TO DO: Exactly as written, transcribe the lines that run from the one containing "glove and give integer pixel coordinates." to the end of the records below.

:: TASK DATA ::

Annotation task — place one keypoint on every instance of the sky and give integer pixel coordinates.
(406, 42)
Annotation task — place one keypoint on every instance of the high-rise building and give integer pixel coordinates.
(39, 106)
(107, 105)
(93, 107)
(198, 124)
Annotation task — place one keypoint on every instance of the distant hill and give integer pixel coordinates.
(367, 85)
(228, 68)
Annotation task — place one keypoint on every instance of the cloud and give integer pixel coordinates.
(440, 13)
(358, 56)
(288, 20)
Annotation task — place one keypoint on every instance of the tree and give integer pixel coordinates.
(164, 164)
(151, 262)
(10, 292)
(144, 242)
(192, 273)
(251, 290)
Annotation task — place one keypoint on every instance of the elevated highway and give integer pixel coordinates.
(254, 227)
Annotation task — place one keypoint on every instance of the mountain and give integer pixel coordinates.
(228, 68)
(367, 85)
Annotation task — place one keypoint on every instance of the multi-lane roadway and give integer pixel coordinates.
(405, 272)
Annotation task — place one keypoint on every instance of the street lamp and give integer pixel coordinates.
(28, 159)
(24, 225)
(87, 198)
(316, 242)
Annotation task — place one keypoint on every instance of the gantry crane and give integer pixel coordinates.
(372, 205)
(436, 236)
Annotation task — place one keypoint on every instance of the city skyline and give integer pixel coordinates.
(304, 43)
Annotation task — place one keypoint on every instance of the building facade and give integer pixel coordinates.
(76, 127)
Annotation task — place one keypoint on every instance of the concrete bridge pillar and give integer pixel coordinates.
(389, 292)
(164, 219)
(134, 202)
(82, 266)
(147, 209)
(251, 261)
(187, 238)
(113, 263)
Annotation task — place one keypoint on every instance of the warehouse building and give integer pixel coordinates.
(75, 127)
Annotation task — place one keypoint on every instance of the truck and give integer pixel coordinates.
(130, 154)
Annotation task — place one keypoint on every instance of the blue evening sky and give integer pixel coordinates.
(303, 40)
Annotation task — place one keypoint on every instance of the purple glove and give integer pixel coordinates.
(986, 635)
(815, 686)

:::

TASK SOLUTION:
Annotation task — place one keypoint on every instance of the purple glove and give integer pixel coordinates.
(986, 635)
(815, 686)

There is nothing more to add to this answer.